Among the entries, find each line that includes the string "paper" and list it.

◆ **Source material**:
=== Begin Enclosure ===

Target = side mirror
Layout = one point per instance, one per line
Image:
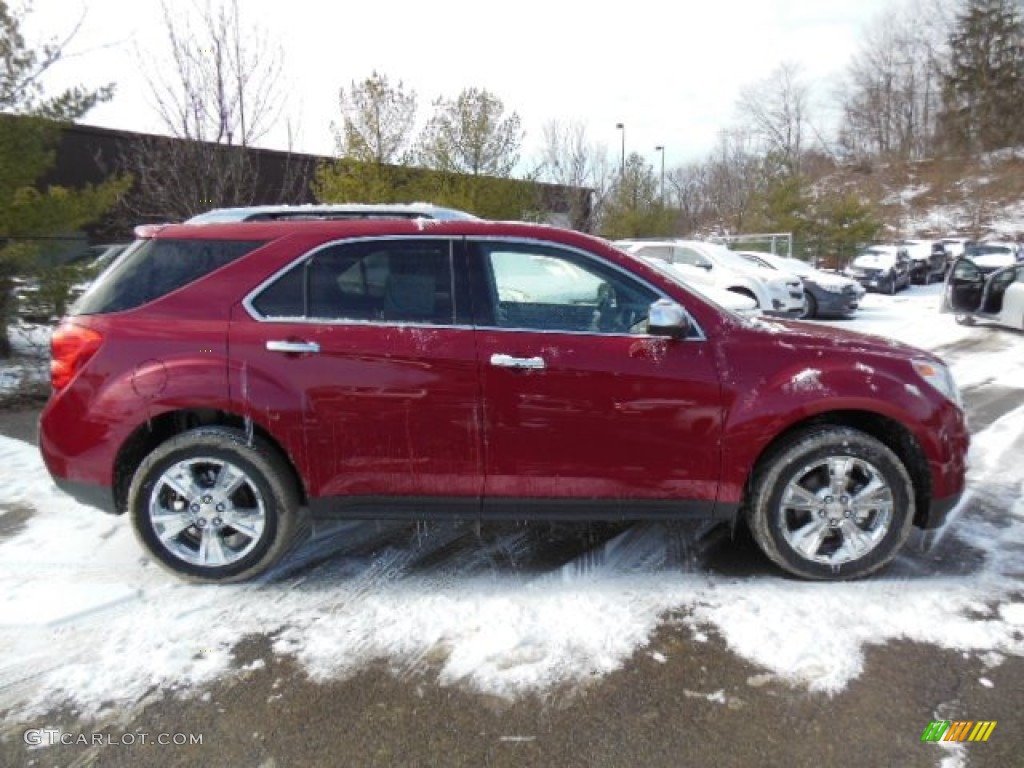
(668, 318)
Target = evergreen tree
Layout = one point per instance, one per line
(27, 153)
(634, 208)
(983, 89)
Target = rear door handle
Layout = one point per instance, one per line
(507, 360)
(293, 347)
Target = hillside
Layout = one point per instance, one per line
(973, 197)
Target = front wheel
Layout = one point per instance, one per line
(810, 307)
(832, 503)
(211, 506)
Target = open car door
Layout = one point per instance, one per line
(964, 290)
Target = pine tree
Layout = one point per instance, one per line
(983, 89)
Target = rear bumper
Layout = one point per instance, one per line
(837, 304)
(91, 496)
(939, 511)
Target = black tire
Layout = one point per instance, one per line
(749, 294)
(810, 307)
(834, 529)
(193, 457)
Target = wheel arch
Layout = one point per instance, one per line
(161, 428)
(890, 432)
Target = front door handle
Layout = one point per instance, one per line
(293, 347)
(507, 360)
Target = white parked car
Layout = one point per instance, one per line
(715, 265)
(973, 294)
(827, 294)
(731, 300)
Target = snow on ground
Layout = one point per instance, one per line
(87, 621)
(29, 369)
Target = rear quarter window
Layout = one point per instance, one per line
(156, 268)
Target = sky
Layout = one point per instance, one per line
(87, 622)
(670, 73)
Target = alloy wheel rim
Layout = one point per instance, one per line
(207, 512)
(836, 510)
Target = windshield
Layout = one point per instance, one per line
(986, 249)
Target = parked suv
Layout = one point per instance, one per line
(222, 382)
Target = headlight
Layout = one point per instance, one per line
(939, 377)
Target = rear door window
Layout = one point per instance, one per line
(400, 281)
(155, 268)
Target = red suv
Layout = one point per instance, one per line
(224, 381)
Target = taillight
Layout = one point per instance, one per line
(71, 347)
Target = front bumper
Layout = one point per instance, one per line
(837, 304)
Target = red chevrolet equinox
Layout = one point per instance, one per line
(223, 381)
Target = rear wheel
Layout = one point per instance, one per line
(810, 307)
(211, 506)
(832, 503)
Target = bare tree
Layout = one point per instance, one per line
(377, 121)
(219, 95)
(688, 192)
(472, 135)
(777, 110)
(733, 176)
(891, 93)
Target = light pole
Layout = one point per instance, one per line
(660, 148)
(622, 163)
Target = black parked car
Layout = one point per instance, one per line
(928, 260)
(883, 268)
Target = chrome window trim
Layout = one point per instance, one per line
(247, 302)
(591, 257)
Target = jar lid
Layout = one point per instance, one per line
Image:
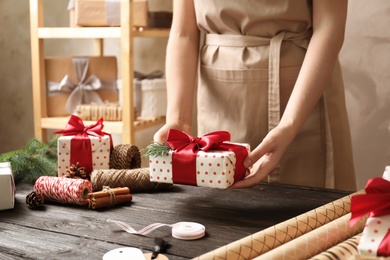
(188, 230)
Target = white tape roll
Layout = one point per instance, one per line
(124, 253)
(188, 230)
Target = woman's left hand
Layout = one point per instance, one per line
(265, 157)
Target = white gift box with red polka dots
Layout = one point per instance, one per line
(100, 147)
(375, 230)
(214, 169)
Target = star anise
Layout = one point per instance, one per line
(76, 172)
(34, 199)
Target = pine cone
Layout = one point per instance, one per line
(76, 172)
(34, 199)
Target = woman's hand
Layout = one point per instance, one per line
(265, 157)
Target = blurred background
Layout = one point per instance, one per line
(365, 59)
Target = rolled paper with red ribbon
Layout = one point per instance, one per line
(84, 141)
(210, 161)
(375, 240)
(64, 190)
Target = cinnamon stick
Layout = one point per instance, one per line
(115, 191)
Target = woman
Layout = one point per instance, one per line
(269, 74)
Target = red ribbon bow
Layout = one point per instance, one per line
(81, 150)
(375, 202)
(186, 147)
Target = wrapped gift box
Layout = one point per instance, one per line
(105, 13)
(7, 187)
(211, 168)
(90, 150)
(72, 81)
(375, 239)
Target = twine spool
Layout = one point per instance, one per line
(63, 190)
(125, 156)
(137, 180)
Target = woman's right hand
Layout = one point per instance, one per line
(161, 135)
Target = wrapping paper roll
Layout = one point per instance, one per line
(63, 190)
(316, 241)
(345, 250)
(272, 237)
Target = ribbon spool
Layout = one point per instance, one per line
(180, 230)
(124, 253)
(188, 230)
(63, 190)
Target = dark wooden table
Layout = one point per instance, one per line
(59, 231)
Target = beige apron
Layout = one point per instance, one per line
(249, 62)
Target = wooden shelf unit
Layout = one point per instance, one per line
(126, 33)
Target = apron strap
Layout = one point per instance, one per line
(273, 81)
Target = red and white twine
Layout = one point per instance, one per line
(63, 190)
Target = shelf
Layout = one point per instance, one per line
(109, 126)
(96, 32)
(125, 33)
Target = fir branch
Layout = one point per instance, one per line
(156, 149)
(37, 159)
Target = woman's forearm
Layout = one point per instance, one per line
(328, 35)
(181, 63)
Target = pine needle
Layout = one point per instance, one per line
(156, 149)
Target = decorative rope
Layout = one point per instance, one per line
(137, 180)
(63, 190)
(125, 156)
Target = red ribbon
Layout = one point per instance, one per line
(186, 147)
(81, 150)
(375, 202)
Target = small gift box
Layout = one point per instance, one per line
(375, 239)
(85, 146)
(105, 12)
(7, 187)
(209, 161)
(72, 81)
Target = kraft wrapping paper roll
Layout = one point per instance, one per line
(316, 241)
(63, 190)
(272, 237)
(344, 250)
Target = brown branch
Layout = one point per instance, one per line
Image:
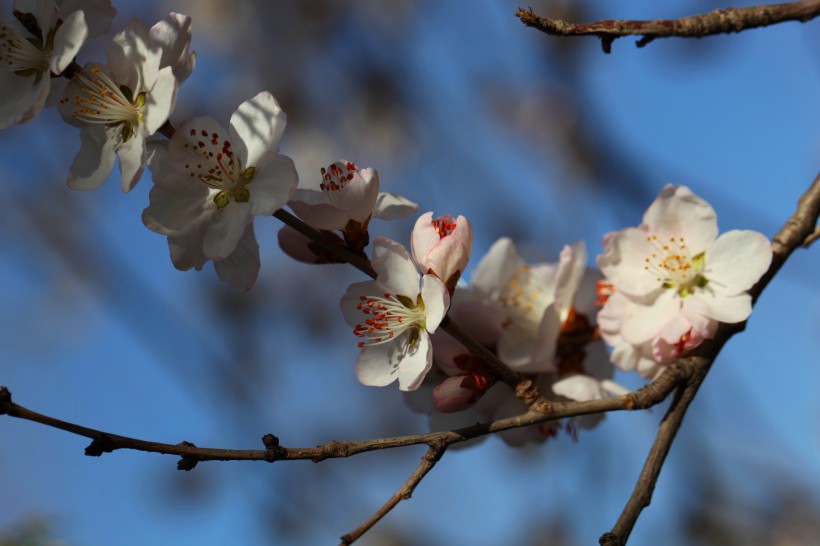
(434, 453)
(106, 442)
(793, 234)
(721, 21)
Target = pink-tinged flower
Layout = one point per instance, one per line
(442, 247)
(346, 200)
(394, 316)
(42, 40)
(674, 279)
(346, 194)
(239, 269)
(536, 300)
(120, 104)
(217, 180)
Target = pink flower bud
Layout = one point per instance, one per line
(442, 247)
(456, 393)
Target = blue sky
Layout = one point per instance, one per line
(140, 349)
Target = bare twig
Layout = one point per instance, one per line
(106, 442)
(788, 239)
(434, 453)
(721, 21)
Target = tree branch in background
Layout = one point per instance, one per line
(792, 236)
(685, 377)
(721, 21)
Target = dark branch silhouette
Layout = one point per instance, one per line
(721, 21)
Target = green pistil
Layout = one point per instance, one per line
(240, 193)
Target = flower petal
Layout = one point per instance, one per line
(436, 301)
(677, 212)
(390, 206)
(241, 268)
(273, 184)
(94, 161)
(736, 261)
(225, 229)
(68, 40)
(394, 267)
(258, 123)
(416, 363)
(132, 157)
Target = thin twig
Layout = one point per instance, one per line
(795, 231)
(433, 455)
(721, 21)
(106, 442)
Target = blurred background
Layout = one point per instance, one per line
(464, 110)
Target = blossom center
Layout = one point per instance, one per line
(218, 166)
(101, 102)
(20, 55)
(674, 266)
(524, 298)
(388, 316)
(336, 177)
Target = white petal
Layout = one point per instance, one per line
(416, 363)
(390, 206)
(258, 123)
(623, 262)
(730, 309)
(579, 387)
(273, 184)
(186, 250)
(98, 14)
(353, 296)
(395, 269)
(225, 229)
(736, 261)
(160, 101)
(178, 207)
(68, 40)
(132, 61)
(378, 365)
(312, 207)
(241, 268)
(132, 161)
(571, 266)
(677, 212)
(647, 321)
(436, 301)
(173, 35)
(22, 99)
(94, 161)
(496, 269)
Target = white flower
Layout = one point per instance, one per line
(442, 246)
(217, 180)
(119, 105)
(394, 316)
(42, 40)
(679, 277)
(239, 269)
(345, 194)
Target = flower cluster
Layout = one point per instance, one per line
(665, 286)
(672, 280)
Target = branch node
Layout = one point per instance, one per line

=== End Enclosure ===

◆ **Answer box**:
Target = rolled paper with red ribbon
Target = wrapping paper roll
Target = kraft wrapping paper roll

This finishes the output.